§ **Supplied passage**
************
The Germans suppressed the Comet Line in Belgium and arrested many of its workers in 1941 and early 1942. On 30 April 1942 Frederick de Jongh fled Brussels to work in Paris and to join his daughter Andrée who had previously relocated to Paris. Henceforth, the de Jongh's would head the Comet Line in France (until their arrest and imprisonment); Greindl, who adopted the code name of Nemo, became the head of the Comet Line in Belgium. Andrée de Jongh opined that the situation in Belgium had become so dangerous that Greindl would likely not survive more than six months.

The Comet Line had begun as a grouping of friends dedicated to helping downed airmen evade German capture. As the air war over Europe intensified, the number of allied bombers shot down over Europe increased and the need for Comet and other escape lines to help the downed airmen increased. Greindl rebuilt Comet and interjected more order into its operations, now under continuous assault by German police and intelligence agencies. He divided Belgium into four sectors and expanded contacts with locals in each sector to coordinate the reception and treatment of airmen. He recruited more guides to accompany airmen from Belgium to Paris, where the Paris operatives of Comet took over.

In November 1942, the German Abwehr (military intelligence) arrested more than 100 Comet Line workers in Brussels. Again, Greindl set about to rebuild the line, but on 6 February 1943 he was arrested by the Germans in his office at the Swedish Canteen. He has been betrayed by a Roman Catholic priest, William Cracco, who had infiltrated the Comet Line. Greindl's brother, Albert, escaped safely to England but Greindl's wife and one-year-old daughter were also arrested and held for a week in a hospital. Later statements by his German captors said that Greindl was beaten and tortured by the Germans, but he told them nothing of importance. A German translator said, "I can confirm that the Baron Greindl always maintained a very dignified manner."
************
§ **Provided records**
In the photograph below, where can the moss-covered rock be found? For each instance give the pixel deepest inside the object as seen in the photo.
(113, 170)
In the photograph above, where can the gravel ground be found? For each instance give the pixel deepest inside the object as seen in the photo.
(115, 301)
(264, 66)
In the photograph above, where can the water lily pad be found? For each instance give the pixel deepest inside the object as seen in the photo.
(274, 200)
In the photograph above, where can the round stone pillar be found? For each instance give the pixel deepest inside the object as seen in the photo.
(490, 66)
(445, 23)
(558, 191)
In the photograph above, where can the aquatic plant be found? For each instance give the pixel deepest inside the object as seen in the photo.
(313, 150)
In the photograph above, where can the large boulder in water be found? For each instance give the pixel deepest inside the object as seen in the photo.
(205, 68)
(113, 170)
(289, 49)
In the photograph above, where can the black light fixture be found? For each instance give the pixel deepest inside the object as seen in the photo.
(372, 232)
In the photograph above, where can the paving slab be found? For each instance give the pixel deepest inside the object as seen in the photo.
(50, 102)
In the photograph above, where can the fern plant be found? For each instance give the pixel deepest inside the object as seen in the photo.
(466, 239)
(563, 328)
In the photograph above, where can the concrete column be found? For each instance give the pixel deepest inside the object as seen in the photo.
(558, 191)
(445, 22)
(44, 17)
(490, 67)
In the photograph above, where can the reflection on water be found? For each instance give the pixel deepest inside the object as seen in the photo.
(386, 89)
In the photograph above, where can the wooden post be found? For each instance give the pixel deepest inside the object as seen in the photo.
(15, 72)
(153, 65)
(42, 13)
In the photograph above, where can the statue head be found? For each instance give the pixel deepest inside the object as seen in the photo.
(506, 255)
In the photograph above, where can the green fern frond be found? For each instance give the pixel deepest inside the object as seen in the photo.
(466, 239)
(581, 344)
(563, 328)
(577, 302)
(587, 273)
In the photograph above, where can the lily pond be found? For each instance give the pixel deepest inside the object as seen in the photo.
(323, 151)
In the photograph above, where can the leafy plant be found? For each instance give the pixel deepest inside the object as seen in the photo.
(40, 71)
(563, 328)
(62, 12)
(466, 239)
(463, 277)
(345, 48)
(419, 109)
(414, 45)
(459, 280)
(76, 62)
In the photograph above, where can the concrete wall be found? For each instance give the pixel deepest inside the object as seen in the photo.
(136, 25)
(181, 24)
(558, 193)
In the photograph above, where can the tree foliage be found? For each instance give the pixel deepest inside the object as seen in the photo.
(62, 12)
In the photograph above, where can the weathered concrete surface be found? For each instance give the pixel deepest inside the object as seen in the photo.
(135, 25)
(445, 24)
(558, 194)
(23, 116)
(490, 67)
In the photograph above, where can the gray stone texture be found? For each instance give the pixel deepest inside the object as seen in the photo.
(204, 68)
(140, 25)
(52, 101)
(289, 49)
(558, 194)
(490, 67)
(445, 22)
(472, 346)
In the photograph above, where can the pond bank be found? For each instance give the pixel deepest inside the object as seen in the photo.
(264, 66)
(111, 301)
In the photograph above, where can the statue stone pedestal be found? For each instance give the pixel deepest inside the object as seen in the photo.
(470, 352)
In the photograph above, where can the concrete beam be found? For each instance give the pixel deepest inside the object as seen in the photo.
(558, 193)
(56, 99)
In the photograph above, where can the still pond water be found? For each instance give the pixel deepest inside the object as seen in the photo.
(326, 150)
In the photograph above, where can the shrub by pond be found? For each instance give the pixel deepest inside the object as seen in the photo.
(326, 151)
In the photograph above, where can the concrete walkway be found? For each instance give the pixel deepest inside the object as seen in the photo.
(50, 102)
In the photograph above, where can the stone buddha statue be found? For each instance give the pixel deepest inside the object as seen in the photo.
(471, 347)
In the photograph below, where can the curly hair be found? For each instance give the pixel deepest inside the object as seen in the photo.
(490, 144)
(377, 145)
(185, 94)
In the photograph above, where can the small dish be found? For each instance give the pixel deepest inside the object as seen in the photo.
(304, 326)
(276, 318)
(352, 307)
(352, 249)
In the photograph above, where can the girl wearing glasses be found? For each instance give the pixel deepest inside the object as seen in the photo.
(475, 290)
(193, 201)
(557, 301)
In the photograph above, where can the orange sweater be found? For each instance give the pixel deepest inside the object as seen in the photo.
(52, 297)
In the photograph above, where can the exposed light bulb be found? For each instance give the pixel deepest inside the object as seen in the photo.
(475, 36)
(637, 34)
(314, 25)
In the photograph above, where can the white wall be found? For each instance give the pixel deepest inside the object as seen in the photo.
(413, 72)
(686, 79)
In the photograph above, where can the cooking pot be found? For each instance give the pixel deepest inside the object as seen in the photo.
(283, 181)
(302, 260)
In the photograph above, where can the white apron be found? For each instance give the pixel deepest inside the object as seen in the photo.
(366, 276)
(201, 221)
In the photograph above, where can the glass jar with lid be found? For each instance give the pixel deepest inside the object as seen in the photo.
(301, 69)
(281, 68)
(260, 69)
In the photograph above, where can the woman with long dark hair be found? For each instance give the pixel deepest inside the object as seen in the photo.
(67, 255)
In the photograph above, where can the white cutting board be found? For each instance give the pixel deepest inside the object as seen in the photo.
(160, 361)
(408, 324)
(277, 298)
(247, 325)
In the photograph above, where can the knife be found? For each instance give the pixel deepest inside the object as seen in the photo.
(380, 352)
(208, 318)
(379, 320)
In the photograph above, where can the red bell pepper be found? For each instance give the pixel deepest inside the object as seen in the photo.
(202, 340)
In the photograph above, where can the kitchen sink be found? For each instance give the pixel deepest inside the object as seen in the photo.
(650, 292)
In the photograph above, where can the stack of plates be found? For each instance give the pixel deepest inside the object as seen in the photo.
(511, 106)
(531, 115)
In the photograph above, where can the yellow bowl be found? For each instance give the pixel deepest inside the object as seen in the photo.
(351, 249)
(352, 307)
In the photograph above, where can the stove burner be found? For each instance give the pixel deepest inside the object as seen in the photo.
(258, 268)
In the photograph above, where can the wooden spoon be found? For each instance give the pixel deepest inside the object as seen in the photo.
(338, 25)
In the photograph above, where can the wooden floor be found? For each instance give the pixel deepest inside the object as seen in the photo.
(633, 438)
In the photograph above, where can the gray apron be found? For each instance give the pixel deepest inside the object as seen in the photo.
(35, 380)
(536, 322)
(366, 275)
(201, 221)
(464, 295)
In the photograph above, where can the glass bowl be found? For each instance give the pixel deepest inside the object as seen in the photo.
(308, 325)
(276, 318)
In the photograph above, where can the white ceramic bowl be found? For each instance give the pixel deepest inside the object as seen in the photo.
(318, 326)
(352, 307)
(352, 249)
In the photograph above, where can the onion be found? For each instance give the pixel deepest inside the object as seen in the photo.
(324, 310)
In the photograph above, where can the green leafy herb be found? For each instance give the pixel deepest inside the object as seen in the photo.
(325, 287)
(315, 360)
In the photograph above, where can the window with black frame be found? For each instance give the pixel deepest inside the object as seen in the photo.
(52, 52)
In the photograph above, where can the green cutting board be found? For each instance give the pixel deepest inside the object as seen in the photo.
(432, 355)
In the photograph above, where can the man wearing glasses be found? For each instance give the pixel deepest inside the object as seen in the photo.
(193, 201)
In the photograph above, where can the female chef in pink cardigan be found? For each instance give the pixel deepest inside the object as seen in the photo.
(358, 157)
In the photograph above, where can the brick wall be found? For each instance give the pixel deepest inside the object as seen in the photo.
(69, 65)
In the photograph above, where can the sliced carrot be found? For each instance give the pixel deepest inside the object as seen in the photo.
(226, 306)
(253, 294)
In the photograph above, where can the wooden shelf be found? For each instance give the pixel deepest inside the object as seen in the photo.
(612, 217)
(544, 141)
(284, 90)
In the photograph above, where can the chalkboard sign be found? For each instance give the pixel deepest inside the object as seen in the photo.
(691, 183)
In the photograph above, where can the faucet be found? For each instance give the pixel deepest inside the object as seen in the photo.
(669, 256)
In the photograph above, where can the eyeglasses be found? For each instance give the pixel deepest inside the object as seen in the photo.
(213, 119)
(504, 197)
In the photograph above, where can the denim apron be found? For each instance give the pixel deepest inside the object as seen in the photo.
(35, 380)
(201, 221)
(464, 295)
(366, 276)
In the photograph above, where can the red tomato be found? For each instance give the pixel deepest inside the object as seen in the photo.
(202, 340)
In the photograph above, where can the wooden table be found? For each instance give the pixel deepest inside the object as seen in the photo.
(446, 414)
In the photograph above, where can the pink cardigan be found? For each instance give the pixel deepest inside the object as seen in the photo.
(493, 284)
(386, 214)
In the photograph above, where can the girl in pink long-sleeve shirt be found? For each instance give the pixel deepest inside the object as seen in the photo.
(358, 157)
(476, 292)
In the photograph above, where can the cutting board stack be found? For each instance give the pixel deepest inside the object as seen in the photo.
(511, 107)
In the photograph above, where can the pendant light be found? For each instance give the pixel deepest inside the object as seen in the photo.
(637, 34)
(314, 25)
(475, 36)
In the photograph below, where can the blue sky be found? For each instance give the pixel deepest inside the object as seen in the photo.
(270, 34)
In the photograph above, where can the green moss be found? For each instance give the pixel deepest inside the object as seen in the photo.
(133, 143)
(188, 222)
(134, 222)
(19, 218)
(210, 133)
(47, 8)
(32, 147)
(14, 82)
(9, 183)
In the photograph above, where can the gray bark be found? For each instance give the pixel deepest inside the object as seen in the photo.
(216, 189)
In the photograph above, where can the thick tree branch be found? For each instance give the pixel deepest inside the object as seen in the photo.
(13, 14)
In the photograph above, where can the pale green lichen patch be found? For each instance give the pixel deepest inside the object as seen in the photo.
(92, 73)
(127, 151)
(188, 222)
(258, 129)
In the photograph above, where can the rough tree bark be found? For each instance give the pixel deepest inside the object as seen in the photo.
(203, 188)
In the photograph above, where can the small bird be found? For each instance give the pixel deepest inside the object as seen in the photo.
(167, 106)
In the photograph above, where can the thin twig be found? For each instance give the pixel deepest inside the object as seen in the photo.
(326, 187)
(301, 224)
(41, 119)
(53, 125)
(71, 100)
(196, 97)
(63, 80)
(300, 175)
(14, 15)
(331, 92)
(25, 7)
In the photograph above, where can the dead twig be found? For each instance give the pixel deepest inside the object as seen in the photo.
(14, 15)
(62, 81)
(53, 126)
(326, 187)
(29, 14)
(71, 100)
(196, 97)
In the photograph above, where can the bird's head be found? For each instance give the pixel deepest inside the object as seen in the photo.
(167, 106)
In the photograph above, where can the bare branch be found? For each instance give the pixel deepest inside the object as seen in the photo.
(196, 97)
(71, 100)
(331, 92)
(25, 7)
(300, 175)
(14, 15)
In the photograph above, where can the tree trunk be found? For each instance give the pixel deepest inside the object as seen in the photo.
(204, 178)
************
§ **Work instructions**
1. According to the Comet Line passage, into how many sectors did Greindl divide Belgium?
2. Continue the Comet Line passage, starting after its final sentence.

§ **Answers by item number**
1. Four sectors.

2.
The Germans believed that Greindl was the most important leader of Comet, a distinction that properly belongs to de Jongh, also captured and imprisoned. In April 1943, he was condemned to death and in May he was transferred to the Etterbeek barracks near Brussels. His wife was permitted to visit him briefly every three weeks. His execution was delayed by a campaign to persuade the Germans to moderate the death sentence. In June Greindl and Andrée de Jongh, both prisoners of the Germans, saw each other briefly and de Jongh passed messages to him. On 7 September 1943 a bomb dropped by an American bomber on the Etterbeek barracks killed Greindl. The Americans were not aware that Greindl was imprisoned in the barracks. Two weeks later the Germans executed eleven colleagues who had worked with him.

==Honors==
In 1946, Greindl was awarded the Croix de Guerre (Belgium) with Palm and the U.S. Medal of Freedom.